(Text passage)

════════

Locals can show a little love this Valentine’s Day by going green.
The Dungeness River Audubon Center is raising funds purchase native plants that will adorn landscaping around the new building at Railroad Bridge Park, currently under construction.
The $30 donations got to the purchase of plants in one’s Valentine’s name. They’ll also receive a hand-signed “green valentine” just in time for Valentine’s Day (Feb. 14).
Order valentines now at dungenessrivercenter.org on the river center’s secure payment site. Deadline for ordering valentine(s) is Feb. 9.
The river center expansion is scheduled to open in early fall. Planting will begin when trees are dormant in March, and will continue throughout the year as sections of the project are completed.
“Selected native plants will be low maintenance, drought resistant and will be chosen for year-round color,” said Annette Nesse, a former chief operating officer for the Jamestown S’Klallam who managed landscaping projects for the tribe and is overseeing the river center project.
The vegetation, she said, will include such plants such as Serviceberry, Ocean spray, Oregon grape, red-twig dogwoods, huckleberry, vine maple and snowberry.
With construction set through to the fall months, the road to Railroad Bridge Park has been rerouted off Hendrickson Road through an adjacent field that will be planted with trees, shrubs and plants native to the peninsula.
Plantings will also include enhancement of the 60-space paved parking lot with hedges and trees, river center representatives said. A sunken “rain garden” is planned for the center of the lot to offset parking lot runoff. There, plants that thrive on moisture but can also tolerate period of dryness will be placed.
“We will be planting vegetative screens that provide both sheltering habitat and berries for birds,” Nesse said.
Before the project began, the river center was visited daily by a large family of quail and hundreds of birds drawn to suet and seed feeders, river center representatives said. A natural garden planted between the center and the Dungeness River was designed for birds, animals and insects that thrive in the understory of fallen leaves, downed branches and logs, has been relocated during construction of the new, 5,000-square-foot building.

════════

(Given entries)
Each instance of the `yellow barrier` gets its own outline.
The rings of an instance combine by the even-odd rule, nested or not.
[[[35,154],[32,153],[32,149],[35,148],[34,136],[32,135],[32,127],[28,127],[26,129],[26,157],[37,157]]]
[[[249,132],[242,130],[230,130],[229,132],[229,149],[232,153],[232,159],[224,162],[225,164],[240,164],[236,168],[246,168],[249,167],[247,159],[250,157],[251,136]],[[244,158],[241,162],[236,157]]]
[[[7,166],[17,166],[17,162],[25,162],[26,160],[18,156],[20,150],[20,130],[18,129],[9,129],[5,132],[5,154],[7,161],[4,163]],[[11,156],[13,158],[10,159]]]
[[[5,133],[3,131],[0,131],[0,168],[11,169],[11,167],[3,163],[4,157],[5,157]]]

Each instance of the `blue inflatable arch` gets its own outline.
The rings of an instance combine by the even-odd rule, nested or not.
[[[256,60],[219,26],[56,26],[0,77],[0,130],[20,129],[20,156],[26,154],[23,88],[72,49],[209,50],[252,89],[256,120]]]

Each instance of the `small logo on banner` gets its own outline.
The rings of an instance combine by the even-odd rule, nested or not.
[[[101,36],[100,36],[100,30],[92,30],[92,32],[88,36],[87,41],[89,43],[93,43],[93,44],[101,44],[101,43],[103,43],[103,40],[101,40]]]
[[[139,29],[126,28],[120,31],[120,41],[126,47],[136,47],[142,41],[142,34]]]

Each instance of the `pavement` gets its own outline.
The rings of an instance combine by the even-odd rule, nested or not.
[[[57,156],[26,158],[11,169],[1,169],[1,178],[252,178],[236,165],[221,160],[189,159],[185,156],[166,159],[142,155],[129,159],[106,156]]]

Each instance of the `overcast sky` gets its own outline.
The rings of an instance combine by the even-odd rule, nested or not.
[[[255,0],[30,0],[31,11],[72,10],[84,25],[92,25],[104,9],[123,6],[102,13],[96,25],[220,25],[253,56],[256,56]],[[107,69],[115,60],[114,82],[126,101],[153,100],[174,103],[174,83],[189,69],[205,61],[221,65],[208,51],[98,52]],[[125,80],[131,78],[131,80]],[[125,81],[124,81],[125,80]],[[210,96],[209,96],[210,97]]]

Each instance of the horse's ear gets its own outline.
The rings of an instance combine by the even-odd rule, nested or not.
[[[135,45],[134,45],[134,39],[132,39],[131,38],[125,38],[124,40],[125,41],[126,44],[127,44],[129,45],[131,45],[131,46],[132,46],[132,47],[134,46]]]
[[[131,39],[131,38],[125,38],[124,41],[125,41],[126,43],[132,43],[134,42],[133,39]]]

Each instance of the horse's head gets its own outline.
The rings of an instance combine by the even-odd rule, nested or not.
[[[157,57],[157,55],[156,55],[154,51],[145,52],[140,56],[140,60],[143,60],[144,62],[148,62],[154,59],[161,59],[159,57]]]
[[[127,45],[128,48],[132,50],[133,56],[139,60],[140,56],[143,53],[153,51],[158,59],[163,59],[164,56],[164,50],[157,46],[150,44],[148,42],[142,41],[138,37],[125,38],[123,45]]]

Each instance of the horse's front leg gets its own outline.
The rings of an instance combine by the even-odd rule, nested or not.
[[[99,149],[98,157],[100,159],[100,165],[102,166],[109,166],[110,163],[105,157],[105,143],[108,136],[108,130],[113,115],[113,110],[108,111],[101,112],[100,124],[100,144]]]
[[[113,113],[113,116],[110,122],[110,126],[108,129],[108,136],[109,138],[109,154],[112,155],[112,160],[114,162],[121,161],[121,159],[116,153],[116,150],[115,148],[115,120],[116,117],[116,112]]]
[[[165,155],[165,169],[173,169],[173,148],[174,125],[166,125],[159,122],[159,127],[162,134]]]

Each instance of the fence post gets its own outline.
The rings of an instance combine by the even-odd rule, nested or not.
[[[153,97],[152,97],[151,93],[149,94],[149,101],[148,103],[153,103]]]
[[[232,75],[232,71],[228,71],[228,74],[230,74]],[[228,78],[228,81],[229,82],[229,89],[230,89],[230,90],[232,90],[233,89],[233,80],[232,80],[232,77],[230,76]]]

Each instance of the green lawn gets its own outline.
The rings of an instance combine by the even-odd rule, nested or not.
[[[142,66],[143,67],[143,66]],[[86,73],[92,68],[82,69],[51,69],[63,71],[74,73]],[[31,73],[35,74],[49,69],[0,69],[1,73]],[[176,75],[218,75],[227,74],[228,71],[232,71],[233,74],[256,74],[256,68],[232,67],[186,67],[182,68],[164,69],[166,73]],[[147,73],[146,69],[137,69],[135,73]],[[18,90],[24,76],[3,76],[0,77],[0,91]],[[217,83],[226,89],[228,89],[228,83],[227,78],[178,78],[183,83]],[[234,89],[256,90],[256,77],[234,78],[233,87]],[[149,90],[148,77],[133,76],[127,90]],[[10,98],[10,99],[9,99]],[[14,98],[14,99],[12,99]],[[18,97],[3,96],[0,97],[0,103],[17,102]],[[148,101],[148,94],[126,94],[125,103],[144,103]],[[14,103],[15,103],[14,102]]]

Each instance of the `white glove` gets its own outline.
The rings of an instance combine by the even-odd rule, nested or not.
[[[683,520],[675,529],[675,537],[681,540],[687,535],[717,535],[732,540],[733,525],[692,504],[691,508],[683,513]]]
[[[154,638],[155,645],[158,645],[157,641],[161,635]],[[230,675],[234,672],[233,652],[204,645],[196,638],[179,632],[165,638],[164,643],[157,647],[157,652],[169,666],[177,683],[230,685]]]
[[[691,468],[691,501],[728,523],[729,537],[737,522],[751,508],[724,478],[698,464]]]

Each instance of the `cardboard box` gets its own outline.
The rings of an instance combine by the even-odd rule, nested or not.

════════

(Work task) Update the river center text from "The vegetation, she" through "to the peninsula.", replacing "shrubs" with "bushes". You won't need the records for this.

(Response)
The vegetation, she said, will include such plants such as Serviceberry, Ocean spray, Oregon grape, red-twig dogwoods, huckleberry, vine maple and snowberry.
With construction set through to the fall months, the road to Railroad Bridge Park has been rerouted off Hendrickson Road through an adjacent field that will be planted with trees, bushes and plants native to the peninsula.